#### [DIRECTIONS FOR THIS TASK]
Transcribe exactly, and only, the lines that run from the one containing "of the group" through the end of the records.

#### [Natural language region descriptions]
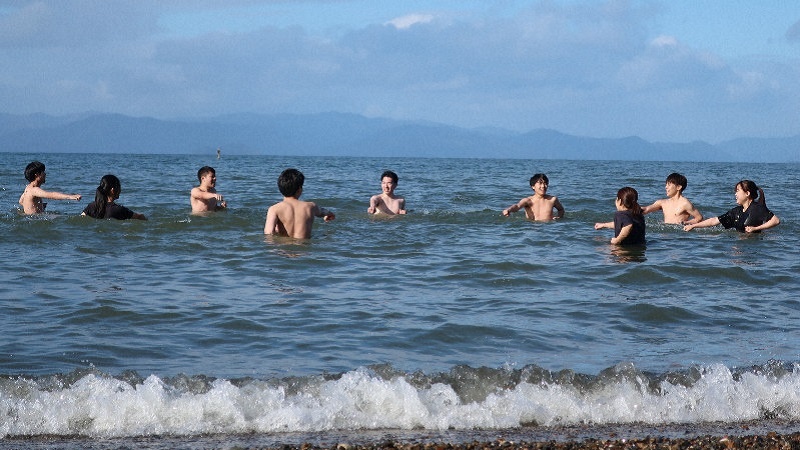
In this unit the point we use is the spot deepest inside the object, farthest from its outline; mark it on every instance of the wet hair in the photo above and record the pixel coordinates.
(390, 174)
(204, 170)
(290, 181)
(678, 180)
(630, 200)
(539, 176)
(33, 170)
(107, 183)
(752, 190)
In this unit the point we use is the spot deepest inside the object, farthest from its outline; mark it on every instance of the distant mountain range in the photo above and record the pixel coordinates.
(338, 134)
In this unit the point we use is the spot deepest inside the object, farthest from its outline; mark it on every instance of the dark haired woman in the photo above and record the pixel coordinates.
(750, 216)
(628, 221)
(103, 206)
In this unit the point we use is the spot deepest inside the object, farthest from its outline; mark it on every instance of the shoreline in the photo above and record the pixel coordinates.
(766, 434)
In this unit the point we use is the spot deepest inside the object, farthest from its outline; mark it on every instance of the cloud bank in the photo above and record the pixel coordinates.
(596, 69)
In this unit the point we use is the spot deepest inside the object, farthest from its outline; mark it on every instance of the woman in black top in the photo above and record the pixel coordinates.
(750, 216)
(103, 206)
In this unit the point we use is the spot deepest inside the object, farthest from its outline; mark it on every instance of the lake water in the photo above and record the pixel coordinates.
(450, 318)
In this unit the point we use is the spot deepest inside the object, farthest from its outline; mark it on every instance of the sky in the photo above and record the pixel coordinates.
(664, 70)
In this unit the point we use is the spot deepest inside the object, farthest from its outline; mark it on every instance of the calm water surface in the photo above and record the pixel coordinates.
(450, 317)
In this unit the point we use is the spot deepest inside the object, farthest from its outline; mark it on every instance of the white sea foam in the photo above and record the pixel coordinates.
(358, 400)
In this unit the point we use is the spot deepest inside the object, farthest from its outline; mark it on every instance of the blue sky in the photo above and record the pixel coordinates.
(674, 70)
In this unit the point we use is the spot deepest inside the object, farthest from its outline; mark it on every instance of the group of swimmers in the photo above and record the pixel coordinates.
(751, 214)
(294, 218)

#### [REPLY]
In this unit the point we use is the spot deepest inside the object, farthest from its outline; mark it on every instance of the group of swimmers in the photo above and record the pixel coordinates.
(751, 214)
(294, 218)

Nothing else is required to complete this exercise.